**Extrait fourni:**
L'incident de la centrale de Blayais

France2 a diffusé hier soir, une information plutôt objective sur l’incident grave survenu à la centrale du Blayais située à coté de l’estuaire de la Gironde sur la commune de Braud Sainte Louise dans la nuit du 27 décembre 1999.
Les causes relatées : une centrale construite trop basse et une digue de hauteur insuffisante. L’eau aurait donc envahi une partie de la centrale mettant hors d’usage certains éléments de sécurité comme les pompes. Le vent violent ayant abattu une ligne THT, les réacteurs 2 et 4 ont du être arrêtés. La crue de la Garonne a obstrué une prise d’eau et obligé à arrêter le réacteur 1.
Le Réacteur 3 était déjà arrêté pour cause de maintenance.

Historique des incidents et actions
27/12/1999 Réacteur 3 maintenu en arrêt à froid sur le système de refroidissement à l’arrêt.
Réacteurs 1, 2 et 4 en fonctionnement
27/12/1999 19h30 I1: Perte alimentation électrique 225 kV sur réacteurs 1, 2, 3 et 4. I2: Le coté Nord Ouest de la digue cède partiellement (*1)
Submersion plateforme de la centrale,
Galerie générale extérieure inondée, galeries techniques inondées,
Locaux de 8 pompes de secours inondés, (hauteur d’eau de 4 m !)
(4 pompes pour 1 réacteur, 2 pompes sur voie A et 2 pompes sur voie B)
Locaux des départs électriques inondés, (indisponibilité de tableaux électriques)
Réacteurs 1 et 2 affectés.
27/12/1999 20h00 Route d’accès impraticable (inondée, arbres abattus ?)
Equipe de la centrale isolée et bloquée sur place.
27/12/1999 20h50 I3: Perte alimentation électrique 400 kV sur réacteurs 2 et 4
I4: les îlotages (*2) des réacteurs 2 et 4 échouent

Donc arrêt automatique des réacteurs 2 et 4,
Démarrage des groupes électrogènes pour alimenter en électricité les pompes assurant le refroidissement des réacteurs 2 et 4
27/12/1999 23h00 Les pompiers dégagent la route d’accès. Arrivée de l’équipe de relève.
28/12/1999 23h20 Récupération alimentation électrique 400 kV sur réacteurs 2 et 4
Pompes de refroidissement alimentées par le réseau.
Arrêt des groupes électrogènes qui ont tourné 3h30 (*3)
28/12/1999 00h30 I5: Obstruction pompe refroidissement turbine par crue Garonne
Arrêt d’urgence réacteur 1
28/12/1999 03h00 Appel renforts de 80 agents EDF
28/12/1999 06h00 EDF déclenche son plan d’urgence national
28/12/1999 08h23 I6: Réacteur 1 perd 2 pompes de la voie A (moteurs noyés)

**Documents:**
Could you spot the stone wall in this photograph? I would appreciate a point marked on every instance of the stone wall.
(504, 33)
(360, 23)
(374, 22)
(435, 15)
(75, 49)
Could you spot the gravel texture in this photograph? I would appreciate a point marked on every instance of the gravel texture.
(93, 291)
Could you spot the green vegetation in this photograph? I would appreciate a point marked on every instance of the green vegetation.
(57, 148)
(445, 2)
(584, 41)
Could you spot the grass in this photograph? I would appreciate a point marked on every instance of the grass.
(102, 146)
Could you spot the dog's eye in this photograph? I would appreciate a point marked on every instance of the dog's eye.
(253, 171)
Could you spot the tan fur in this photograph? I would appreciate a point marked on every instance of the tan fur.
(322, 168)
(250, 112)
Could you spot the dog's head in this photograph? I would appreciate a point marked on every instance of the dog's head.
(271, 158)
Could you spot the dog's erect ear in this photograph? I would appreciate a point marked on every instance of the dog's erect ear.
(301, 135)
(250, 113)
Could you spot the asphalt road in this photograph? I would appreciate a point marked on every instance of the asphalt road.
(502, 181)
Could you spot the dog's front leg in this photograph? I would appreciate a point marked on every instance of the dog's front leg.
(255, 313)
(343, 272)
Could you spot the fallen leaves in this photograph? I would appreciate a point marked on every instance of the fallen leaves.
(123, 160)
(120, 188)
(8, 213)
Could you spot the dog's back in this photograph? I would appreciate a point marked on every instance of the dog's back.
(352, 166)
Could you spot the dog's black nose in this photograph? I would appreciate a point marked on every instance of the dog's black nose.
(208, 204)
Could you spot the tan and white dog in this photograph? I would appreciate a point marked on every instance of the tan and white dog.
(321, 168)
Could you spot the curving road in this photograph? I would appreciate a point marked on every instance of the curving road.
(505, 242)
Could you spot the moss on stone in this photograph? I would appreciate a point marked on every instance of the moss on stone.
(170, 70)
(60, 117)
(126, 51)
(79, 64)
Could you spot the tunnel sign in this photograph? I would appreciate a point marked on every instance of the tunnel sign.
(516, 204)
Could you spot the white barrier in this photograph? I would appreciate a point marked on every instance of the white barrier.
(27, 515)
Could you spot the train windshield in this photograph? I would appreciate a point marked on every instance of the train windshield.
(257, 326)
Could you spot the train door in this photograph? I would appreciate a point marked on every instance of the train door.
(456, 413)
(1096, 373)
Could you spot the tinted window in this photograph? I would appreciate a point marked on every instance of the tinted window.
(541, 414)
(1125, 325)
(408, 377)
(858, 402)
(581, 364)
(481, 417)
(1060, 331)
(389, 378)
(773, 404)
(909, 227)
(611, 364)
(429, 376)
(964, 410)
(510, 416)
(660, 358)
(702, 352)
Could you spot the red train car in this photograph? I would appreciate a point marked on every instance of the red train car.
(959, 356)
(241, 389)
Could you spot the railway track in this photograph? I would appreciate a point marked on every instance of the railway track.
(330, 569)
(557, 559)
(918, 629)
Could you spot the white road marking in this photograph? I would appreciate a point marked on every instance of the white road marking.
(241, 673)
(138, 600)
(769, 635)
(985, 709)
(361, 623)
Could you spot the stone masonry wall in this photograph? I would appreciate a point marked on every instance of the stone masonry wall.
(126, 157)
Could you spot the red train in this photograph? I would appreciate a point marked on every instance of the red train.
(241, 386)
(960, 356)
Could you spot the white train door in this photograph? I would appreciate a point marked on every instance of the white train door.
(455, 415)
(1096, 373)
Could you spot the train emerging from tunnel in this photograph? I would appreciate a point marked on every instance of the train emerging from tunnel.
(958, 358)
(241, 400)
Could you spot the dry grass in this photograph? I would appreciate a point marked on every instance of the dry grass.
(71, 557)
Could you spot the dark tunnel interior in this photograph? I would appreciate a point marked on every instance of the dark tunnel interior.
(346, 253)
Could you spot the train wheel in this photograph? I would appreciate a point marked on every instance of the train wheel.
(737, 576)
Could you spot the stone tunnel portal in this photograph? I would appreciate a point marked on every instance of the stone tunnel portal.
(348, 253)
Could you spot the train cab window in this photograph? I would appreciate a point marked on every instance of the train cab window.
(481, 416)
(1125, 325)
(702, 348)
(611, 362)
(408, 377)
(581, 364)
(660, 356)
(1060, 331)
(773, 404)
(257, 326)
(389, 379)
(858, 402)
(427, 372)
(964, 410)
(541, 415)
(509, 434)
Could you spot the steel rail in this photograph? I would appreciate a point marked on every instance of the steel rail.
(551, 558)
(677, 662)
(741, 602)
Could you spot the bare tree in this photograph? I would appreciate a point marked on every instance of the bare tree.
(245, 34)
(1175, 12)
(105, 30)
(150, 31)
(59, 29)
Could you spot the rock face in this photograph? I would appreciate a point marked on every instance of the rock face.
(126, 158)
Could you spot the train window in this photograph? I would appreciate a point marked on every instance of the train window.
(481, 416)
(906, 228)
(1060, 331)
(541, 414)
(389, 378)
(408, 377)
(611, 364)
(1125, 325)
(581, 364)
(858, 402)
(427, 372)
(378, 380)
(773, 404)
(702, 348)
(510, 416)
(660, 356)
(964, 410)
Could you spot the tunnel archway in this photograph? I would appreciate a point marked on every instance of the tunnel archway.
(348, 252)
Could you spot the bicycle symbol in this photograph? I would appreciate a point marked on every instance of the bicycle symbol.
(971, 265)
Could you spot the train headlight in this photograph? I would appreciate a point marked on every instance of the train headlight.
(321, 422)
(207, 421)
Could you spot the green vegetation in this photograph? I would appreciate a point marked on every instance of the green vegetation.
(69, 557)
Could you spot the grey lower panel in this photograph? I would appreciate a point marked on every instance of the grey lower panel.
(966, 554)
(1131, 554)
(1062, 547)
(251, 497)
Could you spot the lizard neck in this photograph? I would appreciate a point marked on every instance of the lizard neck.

**Objectifs:**
a: Reprenez mot pour mot un passage du texte sur l'incident de la centrale du Blayais. Commencez aux mots « 28/12/1999 23h20 Récupération » et arrêtez-vous après « tourné 3h30 (*3) ».
b: Poursuivez le texte sur l'incident de la centrale du Blayais à partir de l'endroit où il s'arrête.

**Corrigé:**
a:
28/12/1999 23h20 Récupération alimentation électrique 400 kV sur réacteurs 2 et 4
Pompes de refroidissement alimentées par le réseau.
Arrêt des groupes électrogènes qui ont tourné 3h30 (*3)

b:
Le réacteur 1 n’est refroidi que par le générateur de vapeur (sur voie B) !
Selon l’Irsn on disposerait de 10h avant fusion du coeur, si défaillance de ce générateur.
L’alimentation en eau de secours des générateurs de vapeur qui évacue la puissance résiduelle du réacteur 1 fonctionne bien (2 motopompes et une turbopompe) ouf !
29/12/1999 soirée Assèchement des zones inondées
29/12/1999 Récupération source auxiliaire 225 kV par le réacteur 4
30/12/1999 Réacteur 4 couplé au réseau à puissance nominale
30/12/1999 Maintien réacteur 1 en arrêt normal sur les générateurs de vapeur
30/12/1999 1ère pompe secours voie A disponible
04/01/2000 Remise en état 2ème pompe secours voie A
Remise en état pompe injection basse pression et pompe aspersion enceinte
07/01/2000 Passage réacteurs 1 et 2 en arrêt pour rechargement (*4)

*1 La plateforme de la centrale est trop basse donc inondable. La hauteur de la digue construite était insuffisante. Elle devait être relevée de 0,5 m à la demande de l’Irsn. Edf a trop tardé à le faire et a frisé la catastrophe.
*2 Ilotage : consiste à isoler le réacteur du réseau électrique externe, tout en le maintenant en puissance. Il ne produit alors, par l'intermédiaire de son alternateur, que l'énergie électrique nécessaire à son fonctionnement dans un état sûr.
L’îlotage est une opération délicate : elle consiste à baisser la puissance du réacteur en gardant assez d’énergie pour que l’alternateur alimente encore en électricité les auxiliaires du réacteur, dont les pompes de refroidissement.
*3 Les groupes électrogènes ont tourné exceptionnellement longtemps (3h30) grâce à des cuves de fuel remplies par précaution vis à vis du bug informatique de l’an 2000 !
*4 Phase avant redémarrage à puissance nominale.


Analyse des incidents
La tempête est cause des incidents I1 (perte 225 kV) et I3 (perte 400 kV).
L’inondation et la crue sont causes des incidents I2, I5 et I6
La difficulté de l’îlotage crée l’incident I4

Le classement de l’incident du Blayais en niveau 2 semble bien optimiste vu qu’on a frôlé l’accident majeur (de niveau 7) grâce aux équipes sur place et à la chance.
Chance que les groupes électrogènes ont fonctionné longtemps pour refroidir les réacteurs 2 et 4 et que le générateur de vapeur a pu refroidir suffisamment le réacteur 1 !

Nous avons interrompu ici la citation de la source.